▶ **JOB 1**:
Gather every line of the entries below that contains the word "skyline", and copy each one in full.
▶ **JOB 2**:
Go on with the comic strip commentary below, starting right after its final sentence.

Apartment 3-G, 3/28/14
God bless Lu Ann Powers and her willingness to embrace the utter ontological uncertainty of existence that most of us desperately try to keep at bay at all times. Are there towns up the Hudson from New York that sometimes exist, but then sometimes don’t? Maybe! It’s a crazy world! Object permanence is an illusion our minds create so the constant quantum flux of our universe doesn’t drive us insane! Will somebody find a “home” for a baby deer, even though nobody keeps deer as pets, because they’re wild animals who live in the woods? It could happen! She’s a very pretty deer! Or at least she seems so to me! We cannot trust the evidence of our senses!
Dennis the Menace, 3/28/14
Oh, come now, Dennis, don’t be coy! God revels in tales of carnage! Have you read the Old Testament? It’s all smiting this and plagues that and turning temples of rival gods into mass graves/public toilets. Tell him everything and spare no details!

▶ **GIVEN ENTRIES**:
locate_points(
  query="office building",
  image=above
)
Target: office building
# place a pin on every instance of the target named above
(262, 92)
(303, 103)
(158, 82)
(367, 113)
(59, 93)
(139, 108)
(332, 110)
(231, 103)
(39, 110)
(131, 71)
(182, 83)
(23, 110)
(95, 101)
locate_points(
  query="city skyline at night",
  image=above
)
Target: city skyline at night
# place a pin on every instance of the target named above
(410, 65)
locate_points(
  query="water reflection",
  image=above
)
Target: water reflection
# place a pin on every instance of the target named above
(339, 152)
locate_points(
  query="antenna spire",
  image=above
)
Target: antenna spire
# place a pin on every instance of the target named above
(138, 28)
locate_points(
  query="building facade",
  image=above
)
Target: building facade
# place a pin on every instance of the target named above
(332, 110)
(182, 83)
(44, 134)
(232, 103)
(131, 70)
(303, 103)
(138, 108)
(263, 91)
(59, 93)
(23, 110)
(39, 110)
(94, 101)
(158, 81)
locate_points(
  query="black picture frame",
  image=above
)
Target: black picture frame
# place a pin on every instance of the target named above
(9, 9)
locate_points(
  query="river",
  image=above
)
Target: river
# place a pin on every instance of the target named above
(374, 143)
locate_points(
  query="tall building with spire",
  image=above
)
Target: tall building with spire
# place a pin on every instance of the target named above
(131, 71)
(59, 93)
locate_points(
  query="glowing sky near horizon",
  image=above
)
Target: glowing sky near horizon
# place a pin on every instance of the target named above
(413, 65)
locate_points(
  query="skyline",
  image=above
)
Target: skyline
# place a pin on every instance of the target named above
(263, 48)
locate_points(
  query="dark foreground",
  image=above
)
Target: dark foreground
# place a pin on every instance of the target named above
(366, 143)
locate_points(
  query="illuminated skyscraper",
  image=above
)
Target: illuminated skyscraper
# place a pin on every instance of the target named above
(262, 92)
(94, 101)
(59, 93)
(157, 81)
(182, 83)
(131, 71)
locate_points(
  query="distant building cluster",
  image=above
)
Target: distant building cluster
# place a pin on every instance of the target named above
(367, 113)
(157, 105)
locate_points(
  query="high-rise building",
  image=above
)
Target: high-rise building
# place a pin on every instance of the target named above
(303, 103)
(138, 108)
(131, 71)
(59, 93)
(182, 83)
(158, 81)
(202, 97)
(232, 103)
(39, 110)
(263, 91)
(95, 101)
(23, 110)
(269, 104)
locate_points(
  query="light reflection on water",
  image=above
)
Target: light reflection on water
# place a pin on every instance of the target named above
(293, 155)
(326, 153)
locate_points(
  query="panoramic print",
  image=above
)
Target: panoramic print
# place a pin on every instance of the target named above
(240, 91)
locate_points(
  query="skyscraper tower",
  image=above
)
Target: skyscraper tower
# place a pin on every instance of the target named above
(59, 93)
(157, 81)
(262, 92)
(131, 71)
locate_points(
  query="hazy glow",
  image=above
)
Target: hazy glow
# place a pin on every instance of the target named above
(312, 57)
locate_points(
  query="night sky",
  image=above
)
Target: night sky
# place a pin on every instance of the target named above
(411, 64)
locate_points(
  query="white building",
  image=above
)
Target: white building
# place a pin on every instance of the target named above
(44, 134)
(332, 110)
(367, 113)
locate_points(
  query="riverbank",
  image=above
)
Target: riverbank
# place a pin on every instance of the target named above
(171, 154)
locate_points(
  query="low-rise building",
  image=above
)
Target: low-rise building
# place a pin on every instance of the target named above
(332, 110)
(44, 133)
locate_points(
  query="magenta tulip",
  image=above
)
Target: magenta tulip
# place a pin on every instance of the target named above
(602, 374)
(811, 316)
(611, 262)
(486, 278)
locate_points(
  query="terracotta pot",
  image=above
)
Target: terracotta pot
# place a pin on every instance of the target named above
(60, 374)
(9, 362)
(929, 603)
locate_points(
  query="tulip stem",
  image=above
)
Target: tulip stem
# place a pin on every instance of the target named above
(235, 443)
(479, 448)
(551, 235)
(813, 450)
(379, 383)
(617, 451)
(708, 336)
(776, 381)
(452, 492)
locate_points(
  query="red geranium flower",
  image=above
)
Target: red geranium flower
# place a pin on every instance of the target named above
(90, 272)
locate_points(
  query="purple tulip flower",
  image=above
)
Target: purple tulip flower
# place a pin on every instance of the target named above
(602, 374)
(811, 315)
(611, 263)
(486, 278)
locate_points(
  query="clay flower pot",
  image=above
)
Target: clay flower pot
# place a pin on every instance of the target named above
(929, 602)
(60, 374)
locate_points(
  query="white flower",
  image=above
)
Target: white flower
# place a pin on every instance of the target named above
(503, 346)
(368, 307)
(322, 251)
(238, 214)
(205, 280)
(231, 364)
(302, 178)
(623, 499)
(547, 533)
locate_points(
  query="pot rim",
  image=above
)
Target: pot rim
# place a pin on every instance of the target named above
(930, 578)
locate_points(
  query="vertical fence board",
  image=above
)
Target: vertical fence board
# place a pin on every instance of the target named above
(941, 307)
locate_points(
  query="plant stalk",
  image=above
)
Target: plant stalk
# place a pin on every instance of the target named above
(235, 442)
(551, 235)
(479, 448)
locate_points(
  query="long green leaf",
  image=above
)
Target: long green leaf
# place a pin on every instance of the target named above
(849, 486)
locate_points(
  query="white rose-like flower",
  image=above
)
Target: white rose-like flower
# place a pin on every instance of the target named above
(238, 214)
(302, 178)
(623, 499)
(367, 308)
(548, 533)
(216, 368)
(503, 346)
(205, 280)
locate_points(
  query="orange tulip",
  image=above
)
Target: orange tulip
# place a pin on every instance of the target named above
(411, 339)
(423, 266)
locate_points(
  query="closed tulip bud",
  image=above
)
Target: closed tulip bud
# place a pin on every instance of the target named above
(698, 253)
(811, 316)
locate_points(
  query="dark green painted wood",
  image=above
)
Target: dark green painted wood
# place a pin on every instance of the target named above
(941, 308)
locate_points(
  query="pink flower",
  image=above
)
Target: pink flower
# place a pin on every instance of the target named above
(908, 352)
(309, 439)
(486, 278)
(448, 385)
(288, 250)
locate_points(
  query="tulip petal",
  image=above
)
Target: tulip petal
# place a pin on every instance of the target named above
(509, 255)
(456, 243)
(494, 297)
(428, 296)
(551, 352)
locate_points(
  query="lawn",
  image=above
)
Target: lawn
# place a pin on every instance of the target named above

▶ **FINAL RESULT 1**:
  query="city skyline at night",
Target: city skyline at night
  query="skyline",
Target: skyline

▶ **FINAL RESULT 2**:
Family Circus, 3/28/14
That’s some pretty sassy talk from an eight-year-old wearing a dress shirt and tie under a powder blue sweater, Billy.
Gil Thorp, 3/28/14
Well, it looks like we’ve hit our Spring Storyline Meet-Cute, where Lucky Haskins and Amy Lange will find true love if they don’t accidentally stab each other in the throat first. Also, did you know that wealthy people with very specific fetishes — languorous noodle-slurping, say — will pay good money to artists to “hide” images they find erotic in plain sight in newspapers across America? I brought that fact up for no particular reason.
don’t think about Marvin doing “number three” don’t think about Marvin doing “number three” DON’T THINK ABOUT MARVIN DOING “NUMBER THREE”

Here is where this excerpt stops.